The lessons built-in to this experience of moving household surprise me; it’s as if they’re hiding inside the packed boxes, or beneath them, released each time I move one.  If I open it to see if what-I’m-looking-for lurks just inside.
       The lessons are I believe the spirit of this move; perhaps pointing the way to what my soul seeks from the choice – to move – to move here.
       Here is where people are poor, live poor and, too often - poorly.  When you’ve got nothin’; as the song says.  Not everyone, of course IS in poverty.  A famous and – even better - respected architect, my next door neighbors with their rain barrels, ‘community’ garden and dinners from their large backyard garden, the owners of my favorite coffee shop, and surely others of their mind live up here.
It’s real up here, alongside the canal that moves ships into the Ohio.  People yell when they’re mad, and fight out loud, laugh heartily and with a hard edge; here on the northern edge of the city and state there are no barriers to reality.  Compared to nearly everywhere else I’ve lived there’s little work at beautification up here.  Except for the random homemade art that one comes upon unexpectedly.  Against a canvas of often boarded up houses that stand like sad reminders of a time when Portland was prosperous, more than a neighborhood on Louisville’s northwest border, it’s own city; art – made sometimes of junk or found objects and brightly painted, boxes or giant spiders.

□ □ □

Assignment 1 :: In the passage about moving to Portland, quote the stretch from "The lessons built-in" through "live up here.".
Assignment 2 :: List the specific examples the passage about moving to Portland gives of people up here who are not in poverty.
Assignment 3 ::
Answer these questions about the passage about moving to Portland.
(a) What river does the canal move ships into?
(b) On the border of which city does Portland sit?
(c) Where does the writer say the lessons seem to be hiding?
The lines after this passage come from a separate source.

Supplied material ::
□ □ □

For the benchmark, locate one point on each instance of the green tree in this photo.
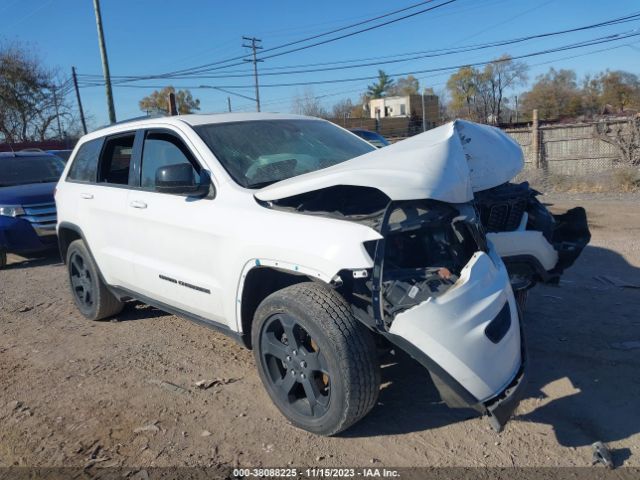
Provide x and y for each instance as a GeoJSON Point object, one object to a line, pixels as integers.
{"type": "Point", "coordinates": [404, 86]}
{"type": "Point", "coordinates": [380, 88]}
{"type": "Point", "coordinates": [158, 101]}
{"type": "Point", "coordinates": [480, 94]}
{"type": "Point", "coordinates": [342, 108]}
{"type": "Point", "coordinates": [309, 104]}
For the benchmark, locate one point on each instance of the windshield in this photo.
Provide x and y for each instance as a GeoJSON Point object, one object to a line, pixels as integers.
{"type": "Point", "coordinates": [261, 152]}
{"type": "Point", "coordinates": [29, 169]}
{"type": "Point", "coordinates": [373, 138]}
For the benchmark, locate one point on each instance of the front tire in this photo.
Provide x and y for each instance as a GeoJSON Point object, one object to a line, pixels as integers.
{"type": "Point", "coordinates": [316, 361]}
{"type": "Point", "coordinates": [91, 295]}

□ □ □

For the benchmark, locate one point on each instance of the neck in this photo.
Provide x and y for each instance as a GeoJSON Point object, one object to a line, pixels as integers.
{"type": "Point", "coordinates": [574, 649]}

□ □ □

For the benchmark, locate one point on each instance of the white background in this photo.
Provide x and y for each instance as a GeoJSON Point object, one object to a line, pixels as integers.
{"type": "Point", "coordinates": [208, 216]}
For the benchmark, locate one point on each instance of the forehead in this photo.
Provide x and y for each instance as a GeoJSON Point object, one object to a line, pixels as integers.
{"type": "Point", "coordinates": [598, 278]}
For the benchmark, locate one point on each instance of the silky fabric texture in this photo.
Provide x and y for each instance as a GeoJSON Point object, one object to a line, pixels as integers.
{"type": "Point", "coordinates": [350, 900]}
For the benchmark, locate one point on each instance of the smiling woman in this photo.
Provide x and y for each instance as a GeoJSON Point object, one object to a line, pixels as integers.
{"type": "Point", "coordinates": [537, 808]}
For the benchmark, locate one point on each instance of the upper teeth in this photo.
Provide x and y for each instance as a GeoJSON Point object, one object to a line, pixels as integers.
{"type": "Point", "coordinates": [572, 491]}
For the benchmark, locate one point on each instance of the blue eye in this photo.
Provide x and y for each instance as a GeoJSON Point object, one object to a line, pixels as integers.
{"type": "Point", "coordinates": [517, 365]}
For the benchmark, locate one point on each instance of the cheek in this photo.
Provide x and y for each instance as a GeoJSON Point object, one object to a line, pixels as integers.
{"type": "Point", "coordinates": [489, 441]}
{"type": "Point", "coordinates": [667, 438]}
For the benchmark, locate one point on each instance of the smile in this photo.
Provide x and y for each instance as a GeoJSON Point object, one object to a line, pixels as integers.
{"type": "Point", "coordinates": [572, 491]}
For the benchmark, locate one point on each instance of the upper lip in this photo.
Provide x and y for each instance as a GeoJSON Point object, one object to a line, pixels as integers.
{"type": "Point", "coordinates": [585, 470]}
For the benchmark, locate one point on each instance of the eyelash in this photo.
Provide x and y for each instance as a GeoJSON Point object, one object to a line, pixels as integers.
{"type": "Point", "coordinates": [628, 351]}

□ □ □

Final answer 1 ::
The lessons built-in to this experience of moving household surprise me; it’s as if they’re hiding inside the packed boxes, or beneath them, released each time I move one.  If I open it to see if what-I’m-looking-for lurks just inside.
       The lessons are I believe the spirit of this move; perhaps pointing the way to what my soul seeks from the choice – to move – to move here.
       Here is where people are poor, live poor and, too often - poorly.  When you’ve got nothin’; as the song says.  Not everyone, of course IS in poverty.  A famous and – even better - respected architect, my next door neighbors with their rain barrels, ‘community’ garden and dinners from their large backyard garden, the owners of my favorite coffee shop, and surely others of their mind live up here.

Final answer 2 ::
A famous and respected architect
The next door neighbors
The owners of the favorite coffee shop

Final answer 3 ::
(a) The Ohio.
(b) Louisville.
(c) Inside the packed boxes, or beneath them.